-- Begin --
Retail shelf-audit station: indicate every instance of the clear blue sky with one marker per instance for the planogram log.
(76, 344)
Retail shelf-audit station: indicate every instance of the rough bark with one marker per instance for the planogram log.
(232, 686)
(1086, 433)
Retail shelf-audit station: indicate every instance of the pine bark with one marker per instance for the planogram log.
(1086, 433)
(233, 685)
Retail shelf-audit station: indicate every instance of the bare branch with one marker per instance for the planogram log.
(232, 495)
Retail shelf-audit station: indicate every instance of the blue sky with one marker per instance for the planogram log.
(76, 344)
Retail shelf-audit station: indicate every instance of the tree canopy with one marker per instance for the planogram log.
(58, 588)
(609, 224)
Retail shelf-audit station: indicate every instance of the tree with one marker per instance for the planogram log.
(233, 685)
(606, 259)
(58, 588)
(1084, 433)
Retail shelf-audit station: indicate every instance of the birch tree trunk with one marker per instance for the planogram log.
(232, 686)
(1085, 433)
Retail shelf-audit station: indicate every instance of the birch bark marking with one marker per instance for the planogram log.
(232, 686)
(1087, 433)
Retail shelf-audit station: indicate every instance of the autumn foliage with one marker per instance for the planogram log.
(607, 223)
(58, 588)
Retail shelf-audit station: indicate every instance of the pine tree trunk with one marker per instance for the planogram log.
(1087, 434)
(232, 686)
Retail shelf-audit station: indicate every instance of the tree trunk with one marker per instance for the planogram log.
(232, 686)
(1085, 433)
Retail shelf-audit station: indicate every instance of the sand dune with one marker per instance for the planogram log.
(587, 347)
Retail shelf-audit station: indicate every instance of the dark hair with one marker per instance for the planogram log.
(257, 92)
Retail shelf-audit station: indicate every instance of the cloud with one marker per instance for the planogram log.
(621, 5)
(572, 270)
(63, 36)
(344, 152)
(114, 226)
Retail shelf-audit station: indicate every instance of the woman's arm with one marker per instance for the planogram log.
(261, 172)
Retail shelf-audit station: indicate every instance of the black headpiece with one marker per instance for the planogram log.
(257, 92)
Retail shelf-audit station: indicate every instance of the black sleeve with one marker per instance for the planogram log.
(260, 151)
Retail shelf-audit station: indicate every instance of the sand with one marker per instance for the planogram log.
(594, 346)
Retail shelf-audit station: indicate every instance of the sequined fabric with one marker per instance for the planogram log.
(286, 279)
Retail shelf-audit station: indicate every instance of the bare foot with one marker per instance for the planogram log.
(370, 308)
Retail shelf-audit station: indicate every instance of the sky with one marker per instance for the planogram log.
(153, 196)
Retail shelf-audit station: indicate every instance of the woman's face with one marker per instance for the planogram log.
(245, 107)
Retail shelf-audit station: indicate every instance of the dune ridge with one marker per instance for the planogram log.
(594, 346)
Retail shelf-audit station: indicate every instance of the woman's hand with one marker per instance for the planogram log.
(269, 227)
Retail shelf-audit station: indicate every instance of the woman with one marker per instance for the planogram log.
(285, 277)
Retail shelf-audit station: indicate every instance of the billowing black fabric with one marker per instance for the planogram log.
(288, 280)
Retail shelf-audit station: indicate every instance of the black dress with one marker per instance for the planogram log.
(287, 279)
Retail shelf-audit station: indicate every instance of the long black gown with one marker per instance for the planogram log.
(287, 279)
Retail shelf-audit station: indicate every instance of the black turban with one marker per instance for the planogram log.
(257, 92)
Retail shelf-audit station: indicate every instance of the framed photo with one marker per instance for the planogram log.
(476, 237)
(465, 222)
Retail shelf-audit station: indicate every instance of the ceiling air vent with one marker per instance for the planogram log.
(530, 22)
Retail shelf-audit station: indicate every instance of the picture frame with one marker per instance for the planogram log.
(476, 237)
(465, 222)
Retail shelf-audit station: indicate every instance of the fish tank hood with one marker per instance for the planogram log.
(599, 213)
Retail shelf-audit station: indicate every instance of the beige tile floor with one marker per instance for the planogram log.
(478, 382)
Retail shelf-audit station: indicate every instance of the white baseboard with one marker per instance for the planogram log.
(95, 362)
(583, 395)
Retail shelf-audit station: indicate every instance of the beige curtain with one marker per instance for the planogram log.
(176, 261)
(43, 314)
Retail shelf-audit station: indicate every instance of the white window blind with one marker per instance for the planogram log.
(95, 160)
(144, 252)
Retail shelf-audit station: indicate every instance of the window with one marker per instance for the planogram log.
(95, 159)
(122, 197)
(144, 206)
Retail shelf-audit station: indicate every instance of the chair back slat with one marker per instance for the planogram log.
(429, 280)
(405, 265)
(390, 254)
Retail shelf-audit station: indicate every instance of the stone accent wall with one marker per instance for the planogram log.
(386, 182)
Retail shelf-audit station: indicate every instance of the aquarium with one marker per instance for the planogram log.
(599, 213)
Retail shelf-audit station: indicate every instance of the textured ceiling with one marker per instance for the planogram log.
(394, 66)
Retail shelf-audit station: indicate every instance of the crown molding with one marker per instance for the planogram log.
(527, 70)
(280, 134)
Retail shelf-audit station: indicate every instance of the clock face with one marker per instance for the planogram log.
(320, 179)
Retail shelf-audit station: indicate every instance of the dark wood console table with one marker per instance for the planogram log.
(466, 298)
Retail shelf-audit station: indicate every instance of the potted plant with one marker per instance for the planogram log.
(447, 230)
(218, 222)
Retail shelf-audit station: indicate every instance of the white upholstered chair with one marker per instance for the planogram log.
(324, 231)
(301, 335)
-- End --
[Task to carry out]
Could you quote, exactly as they appear, the line containing "Retail shelf-audit station: indicate every instance of the crown" and every line after it to the end of the records above?

[Solution to this problem]
Retail shelf-audit station: indicate every instance of the crown molding with one marker per instance for the planogram log.
(527, 70)
(280, 134)
Retail shelf-audit station: indicate every instance of the clock face with one marker per instance for the planogram log.
(320, 179)
Retail shelf-audit station: indicate every instance of the dark wood console table with one marker per instance for the planogram log.
(466, 298)
Retail shelf-audit station: indicate every instance of the potted plant with one marker per instance for the planogram log.
(447, 230)
(218, 222)
Retail shelf-audit station: indicate every instance of the white upholstered chair with one marker per instance for the planogram log.
(324, 231)
(301, 335)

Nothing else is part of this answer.